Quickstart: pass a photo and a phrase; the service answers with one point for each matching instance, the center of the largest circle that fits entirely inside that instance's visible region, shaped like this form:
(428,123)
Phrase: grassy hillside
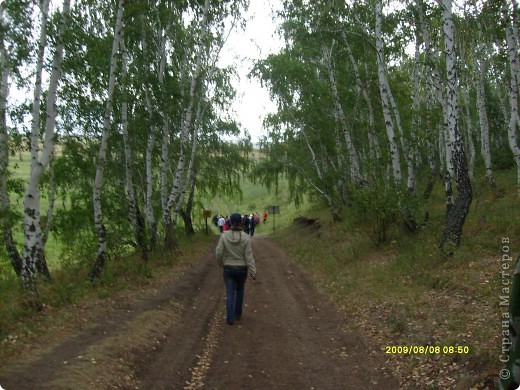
(407,293)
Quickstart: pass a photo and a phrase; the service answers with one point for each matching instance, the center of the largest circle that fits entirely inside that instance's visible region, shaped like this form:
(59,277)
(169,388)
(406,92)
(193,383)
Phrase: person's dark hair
(236,220)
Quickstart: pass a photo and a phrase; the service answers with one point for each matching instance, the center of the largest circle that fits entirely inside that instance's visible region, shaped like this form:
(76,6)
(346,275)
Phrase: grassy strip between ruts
(408,298)
(71,287)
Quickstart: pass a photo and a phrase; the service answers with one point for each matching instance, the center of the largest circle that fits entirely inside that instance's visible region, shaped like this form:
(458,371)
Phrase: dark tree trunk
(509,375)
(456,214)
(12,251)
(141,233)
(99,265)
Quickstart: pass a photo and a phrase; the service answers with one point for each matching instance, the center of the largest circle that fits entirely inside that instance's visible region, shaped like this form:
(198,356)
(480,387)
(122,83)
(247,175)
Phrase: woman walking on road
(235,254)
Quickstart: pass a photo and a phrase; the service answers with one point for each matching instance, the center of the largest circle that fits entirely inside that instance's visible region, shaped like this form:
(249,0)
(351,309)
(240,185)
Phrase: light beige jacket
(234,249)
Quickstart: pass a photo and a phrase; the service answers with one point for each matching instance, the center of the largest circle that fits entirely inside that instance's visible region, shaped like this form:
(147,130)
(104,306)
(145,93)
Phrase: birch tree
(32,256)
(98,181)
(385,98)
(456,215)
(5,70)
(514,82)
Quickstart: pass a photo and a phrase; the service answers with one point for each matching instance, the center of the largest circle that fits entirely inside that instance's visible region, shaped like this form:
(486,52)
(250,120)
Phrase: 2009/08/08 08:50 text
(426,349)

EXERCISE DESCRIPTION → The task calls for all records to be set down precisely, excluding any images.

SOLUTION TO THE EXERCISE →
Quickstart: pass a photo and a phrase; the service answers with one point for each matching instance, the center of the largest circle that fits entirely inside that instance's visible region, shaped like this form:
(428,123)
Phrase: grassy hillside
(407,293)
Quickstart: pass a photo and a phrase; the service answers with one point for each matching instance, the center of the largest circle that fits entirely inside that instance's visible region, shaped like this form:
(59,277)
(169,388)
(406,92)
(193,383)
Phrase: person's dark hair
(236,220)
Quickstart: pass a photo and a phrase; the service answers with one point for each matching instance, the center of the largest circle that fits entirely inside that instance's visible region, shaped like this form:
(76,6)
(346,275)
Phrase: grassy strip between ruts
(408,298)
(71,287)
Quickstart: pass a photo and a phrase; the service answers with one point for each matching instance, the center of the largest circle that fits entirely inside that instance's visible region, shaped like this form:
(458,371)
Phrase: dark tree trunk
(509,375)
(456,214)
(12,251)
(141,233)
(99,265)
Quickstart: pass a photo and a phrase; the service answers with one point for each matching instance, the center of the largest circle that fits entirely inside that instance's visible region, shaped like this form:
(198,356)
(480,387)
(122,83)
(247,175)
Phrase: woman walking on road
(235,254)
Quickstart: pass a photo and a phrase; the service answers with one point for each matching instance, the center of the largest circle that fits entirely inside that instance's visible region, shaped like this form:
(249,0)
(351,309)
(240,185)
Phrase: light beige jacket
(234,249)
Quickstart: pass a photo and a phrase; the service answers with one point for each matching instance, the center of the largest circle that fits entirely inside that instance's visible region, shaped like this form:
(147,130)
(104,306)
(145,93)
Phrase: birch tree
(32,256)
(98,181)
(385,98)
(456,215)
(5,70)
(514,82)
Quickstart: pass a photo and a phrase; the service answers with one point for each matching instance, the center of the largest circle that fits entirely inside that instance's visible region, shaped like this form:
(486,52)
(250,120)
Phrase: 2009/08/08 08:50 text
(426,349)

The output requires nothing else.